WRITTEN INSTRUCTION: Copy out exactly the lines from the line containing "Where can you see the light" to the end of the listing.
---+---
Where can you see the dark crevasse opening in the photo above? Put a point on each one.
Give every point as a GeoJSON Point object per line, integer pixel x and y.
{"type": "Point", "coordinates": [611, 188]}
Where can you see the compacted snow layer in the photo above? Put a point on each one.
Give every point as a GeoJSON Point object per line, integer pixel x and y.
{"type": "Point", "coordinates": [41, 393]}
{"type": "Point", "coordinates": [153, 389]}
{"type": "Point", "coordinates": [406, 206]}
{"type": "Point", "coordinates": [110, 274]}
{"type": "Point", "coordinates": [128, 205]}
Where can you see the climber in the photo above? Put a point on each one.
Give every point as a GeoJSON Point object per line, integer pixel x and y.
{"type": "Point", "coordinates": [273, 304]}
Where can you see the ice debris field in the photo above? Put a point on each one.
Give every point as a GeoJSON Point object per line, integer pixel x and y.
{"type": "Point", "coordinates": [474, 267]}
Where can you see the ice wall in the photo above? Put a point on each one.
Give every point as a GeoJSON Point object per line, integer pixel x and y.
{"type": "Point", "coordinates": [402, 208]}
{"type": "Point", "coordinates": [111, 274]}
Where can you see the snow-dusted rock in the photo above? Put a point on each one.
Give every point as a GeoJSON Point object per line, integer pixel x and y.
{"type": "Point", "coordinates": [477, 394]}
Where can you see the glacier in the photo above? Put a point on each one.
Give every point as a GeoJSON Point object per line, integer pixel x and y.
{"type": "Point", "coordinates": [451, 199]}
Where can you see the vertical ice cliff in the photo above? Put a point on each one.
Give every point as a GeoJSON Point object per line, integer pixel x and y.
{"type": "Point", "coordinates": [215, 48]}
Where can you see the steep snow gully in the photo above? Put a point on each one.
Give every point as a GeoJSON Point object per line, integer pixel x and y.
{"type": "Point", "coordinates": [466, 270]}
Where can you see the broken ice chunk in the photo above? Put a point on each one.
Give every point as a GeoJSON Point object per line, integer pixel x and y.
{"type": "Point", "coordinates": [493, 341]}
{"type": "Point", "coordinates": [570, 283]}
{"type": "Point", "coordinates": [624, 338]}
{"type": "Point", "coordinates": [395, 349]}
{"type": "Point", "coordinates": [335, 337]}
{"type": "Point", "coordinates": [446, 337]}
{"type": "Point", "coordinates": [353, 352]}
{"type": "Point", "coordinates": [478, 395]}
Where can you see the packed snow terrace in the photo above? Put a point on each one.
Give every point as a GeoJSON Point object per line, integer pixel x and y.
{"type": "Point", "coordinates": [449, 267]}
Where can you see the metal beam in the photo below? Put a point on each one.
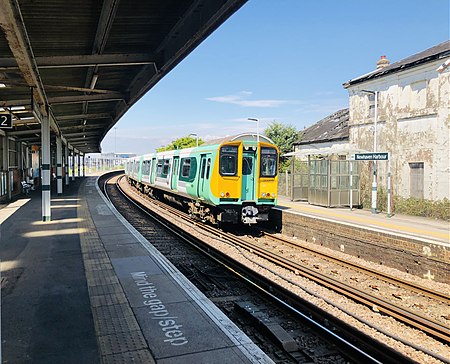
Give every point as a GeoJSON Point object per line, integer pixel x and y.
{"type": "Point", "coordinates": [13, 26]}
{"type": "Point", "coordinates": [113, 96]}
{"type": "Point", "coordinates": [96, 133]}
{"type": "Point", "coordinates": [7, 81]}
{"type": "Point", "coordinates": [83, 116]}
{"type": "Point", "coordinates": [89, 60]}
{"type": "Point", "coordinates": [25, 132]}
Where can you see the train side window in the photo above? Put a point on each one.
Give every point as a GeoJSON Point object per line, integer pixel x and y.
{"type": "Point", "coordinates": [188, 169]}
{"type": "Point", "coordinates": [208, 168]}
{"type": "Point", "coordinates": [228, 160]}
{"type": "Point", "coordinates": [166, 168]}
{"type": "Point", "coordinates": [269, 158]}
{"type": "Point", "coordinates": [185, 167]}
{"type": "Point", "coordinates": [202, 173]}
{"type": "Point", "coordinates": [159, 168]}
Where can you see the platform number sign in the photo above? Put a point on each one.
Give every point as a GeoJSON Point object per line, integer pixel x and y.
{"type": "Point", "coordinates": [5, 121]}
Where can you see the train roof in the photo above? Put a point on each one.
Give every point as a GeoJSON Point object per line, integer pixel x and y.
{"type": "Point", "coordinates": [243, 137]}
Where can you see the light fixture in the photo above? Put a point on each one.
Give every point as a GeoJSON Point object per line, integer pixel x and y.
{"type": "Point", "coordinates": [93, 81]}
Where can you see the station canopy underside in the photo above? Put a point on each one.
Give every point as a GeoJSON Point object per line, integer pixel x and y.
{"type": "Point", "coordinates": [84, 63]}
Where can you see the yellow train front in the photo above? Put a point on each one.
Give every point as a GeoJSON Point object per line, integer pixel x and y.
{"type": "Point", "coordinates": [230, 180]}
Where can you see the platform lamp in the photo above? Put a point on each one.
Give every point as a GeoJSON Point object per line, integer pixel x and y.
{"type": "Point", "coordinates": [257, 127]}
{"type": "Point", "coordinates": [374, 181]}
{"type": "Point", "coordinates": [196, 137]}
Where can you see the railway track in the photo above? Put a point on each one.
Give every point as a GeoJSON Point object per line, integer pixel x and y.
{"type": "Point", "coordinates": [256, 248]}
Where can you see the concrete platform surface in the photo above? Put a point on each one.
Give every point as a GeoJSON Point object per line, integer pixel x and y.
{"type": "Point", "coordinates": [86, 287]}
{"type": "Point", "coordinates": [431, 230]}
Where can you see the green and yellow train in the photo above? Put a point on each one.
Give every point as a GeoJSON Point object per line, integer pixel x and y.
{"type": "Point", "coordinates": [230, 180]}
---+---
WRITTEN ANSWER:
Where can you see the light fixture in the photo above? Put a point on each one.
Give every point as a GeoJSON Point object per line, integer pixel x and y.
{"type": "Point", "coordinates": [93, 81]}
Where can you see the station canopy underside in the photo above? Put a point on each one.
Give every point as a GeoJSON Point object per line, integer pixel x and y.
{"type": "Point", "coordinates": [84, 63]}
Where can you see the yellow train front in the photo above? Put a point on each one.
Give every point as a GeoJSON Point object per line, integer pixel x and y.
{"type": "Point", "coordinates": [230, 180]}
Where can you see the platform lamp in the photo above? Put a point on each one.
Give every point as a GeoJSON Point object per line, integer pixel x and y.
{"type": "Point", "coordinates": [257, 127]}
{"type": "Point", "coordinates": [374, 181]}
{"type": "Point", "coordinates": [196, 137]}
Where can you see the railway track in the photo above? Put a point on each one.
Give every point as a GeoJSON Point object per line, integer pixel x and y.
{"type": "Point", "coordinates": [256, 248]}
Where can you see the concrete platform surface in the photo above? Put a point on each one.
Give every point as a GeoJSON Point object per line, integer pixel x and y.
{"type": "Point", "coordinates": [86, 287]}
{"type": "Point", "coordinates": [431, 230]}
Where can you see the green and yellow train in the photo above? Put a point on each one.
Give every point as a GeoJSON Point object per line, integer pixel x and y.
{"type": "Point", "coordinates": [230, 180]}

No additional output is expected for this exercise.